___ Document passage

21st Century Promises Unprecedented Progress in Vaccines
Washington, DC, April 8, 2004 (PAHO)—The 21st century is shaping up to be the "century of vaccines," as vaccine developers make striking progress against both emerging and longstanding diseases, according to Vaccines: Preventing Diseases and Protecting Health, from the Pan American Health Organization (PAHO).
Taking aim at a range of diseases—including HIV/AIDS, SARS, West Nile virus, Ebola hemorrhagic fever, drug-resistant malaria, dengue, and anthrax—new vaccine development ventures appear to be keeping pace with the growing threat of emerging and re-emerging diseases. More than ever in history, vaccines in this century promise to be the first and best line of defense against disease, according to the new book.
The book takes an in-depth look at the past, present, and future of vaccines and immunization programs. It brings together the best and brightest minds in vaccinology and public health to examine key emerging and re-emerging diseases and how existing and upcoming vaccines are doing battle against them.

______

Instructions for the task:
Pick up the piece on 21st-century vaccine progress right after its final sentence and continue it.

___ Provided records

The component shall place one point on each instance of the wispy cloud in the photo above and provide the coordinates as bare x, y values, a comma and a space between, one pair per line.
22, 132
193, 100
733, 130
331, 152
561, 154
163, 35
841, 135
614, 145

______

Task result:
A prime example is West Nile virus, which first appeared in the United States in Queens, New York, in 1999. Four short years later, explains Anthony S. Fauci, director of the National Institute of Allergy and Infectious Diseases, his institute funded a fast-track vaccine development project in the private sector to create a chimeric vaccine against the virus. Showcasing how rapidly vaccine development can progress in today’s world, phase 1 testing on the vaccine is scheduled to begin any day.
In February 2003, the first few cases of Severe Acute Respiratory Syndrome (SARS) were reported in Asia. The disease fanned out to more than two dozen countries, and by September 2003, cases tallied more than 8,000, and SARS-related deaths stood at 774, according to the World Health Organization (WHO). The National Institute of Allergy and Infectious Diseases is supporting the development of several vaccines against SARS, both at the Institute’s Vaccine Research Center and elsewhere. Currently in the pipeline are an inactivated virus vaccine similar to effective vaccines against other viruses, as well as vector-based, recombinant and DNA-based vaccines. A SARS vaccine may well be in the offing.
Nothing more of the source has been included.